WHAT YOU WILL DO: Write out the records below word for word, please.

SUPPLIED RECORDS:
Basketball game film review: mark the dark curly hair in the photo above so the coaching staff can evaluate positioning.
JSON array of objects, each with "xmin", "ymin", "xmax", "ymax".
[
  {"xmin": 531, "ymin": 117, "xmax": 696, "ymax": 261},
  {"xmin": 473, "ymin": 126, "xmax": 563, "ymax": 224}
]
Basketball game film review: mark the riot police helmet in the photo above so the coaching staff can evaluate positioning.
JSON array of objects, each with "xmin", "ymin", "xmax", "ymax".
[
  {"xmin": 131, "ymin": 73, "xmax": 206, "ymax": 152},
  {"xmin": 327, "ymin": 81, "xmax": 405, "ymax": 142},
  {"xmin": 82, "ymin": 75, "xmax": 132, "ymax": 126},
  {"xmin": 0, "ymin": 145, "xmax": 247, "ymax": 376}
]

EXERCISE ANSWER:
Basketball game film review: mark the dark curly hair in the photo above so the coaching staff can evaluate positioning.
JSON array of objects, each with "xmin", "ymin", "xmax", "ymax".
[
  {"xmin": 531, "ymin": 117, "xmax": 696, "ymax": 261},
  {"xmin": 473, "ymin": 126, "xmax": 563, "ymax": 224}
]
Basketball game film review: mark the riot police helmet in the photo above so the coaching staff can evaluate positioning.
JSON array of objects, each with "xmin", "ymin", "xmax", "ymax".
[
  {"xmin": 131, "ymin": 73, "xmax": 206, "ymax": 152},
  {"xmin": 327, "ymin": 81, "xmax": 405, "ymax": 142},
  {"xmin": 82, "ymin": 75, "xmax": 132, "ymax": 126},
  {"xmin": 0, "ymin": 145, "xmax": 247, "ymax": 376}
]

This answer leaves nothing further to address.